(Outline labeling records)
** Start **

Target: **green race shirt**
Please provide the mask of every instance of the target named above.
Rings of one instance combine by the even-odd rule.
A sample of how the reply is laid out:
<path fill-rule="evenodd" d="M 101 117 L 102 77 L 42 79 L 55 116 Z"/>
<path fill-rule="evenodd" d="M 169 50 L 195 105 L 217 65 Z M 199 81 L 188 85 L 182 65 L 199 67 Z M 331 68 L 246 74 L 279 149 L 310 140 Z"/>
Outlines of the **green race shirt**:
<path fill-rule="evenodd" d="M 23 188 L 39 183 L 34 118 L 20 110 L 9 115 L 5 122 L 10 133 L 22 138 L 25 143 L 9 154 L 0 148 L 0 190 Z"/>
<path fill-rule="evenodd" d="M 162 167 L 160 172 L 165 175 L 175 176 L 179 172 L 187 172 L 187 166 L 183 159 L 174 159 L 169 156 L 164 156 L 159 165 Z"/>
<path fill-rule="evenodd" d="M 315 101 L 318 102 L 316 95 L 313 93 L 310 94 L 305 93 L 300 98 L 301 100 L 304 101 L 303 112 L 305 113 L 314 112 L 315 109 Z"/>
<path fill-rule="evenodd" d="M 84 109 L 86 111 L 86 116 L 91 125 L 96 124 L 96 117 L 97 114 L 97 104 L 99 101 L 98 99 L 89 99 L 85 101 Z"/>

** End **

• **TASK**
Reproduce every line of the material above without any change.

• **TASK RESULT**
Target: **green race shirt**
Please provide the mask of every instance of the target named above.
Rings of one instance combine by the even-odd rule.
A sample of how the reply is laid out:
<path fill-rule="evenodd" d="M 101 117 L 102 77 L 42 79 L 55 116 Z"/>
<path fill-rule="evenodd" d="M 169 50 L 195 105 L 217 65 Z M 199 81 L 188 85 L 182 65 L 199 67 Z M 331 68 L 246 74 L 279 149 L 310 140 Z"/>
Outlines of the **green race shirt**:
<path fill-rule="evenodd" d="M 23 188 L 39 183 L 34 118 L 20 110 L 9 115 L 5 122 L 10 133 L 22 138 L 25 143 L 9 154 L 0 148 L 0 190 Z"/>
<path fill-rule="evenodd" d="M 162 167 L 160 172 L 165 175 L 175 176 L 179 172 L 187 172 L 187 166 L 183 159 L 174 159 L 169 156 L 164 156 L 159 165 Z"/>
<path fill-rule="evenodd" d="M 315 101 L 318 102 L 316 95 L 313 93 L 310 94 L 305 93 L 300 98 L 301 100 L 304 101 L 303 112 L 305 113 L 314 112 L 315 109 Z"/>
<path fill-rule="evenodd" d="M 84 109 L 86 111 L 86 116 L 91 125 L 96 124 L 96 117 L 97 114 L 97 104 L 99 101 L 98 99 L 89 99 L 85 101 Z"/>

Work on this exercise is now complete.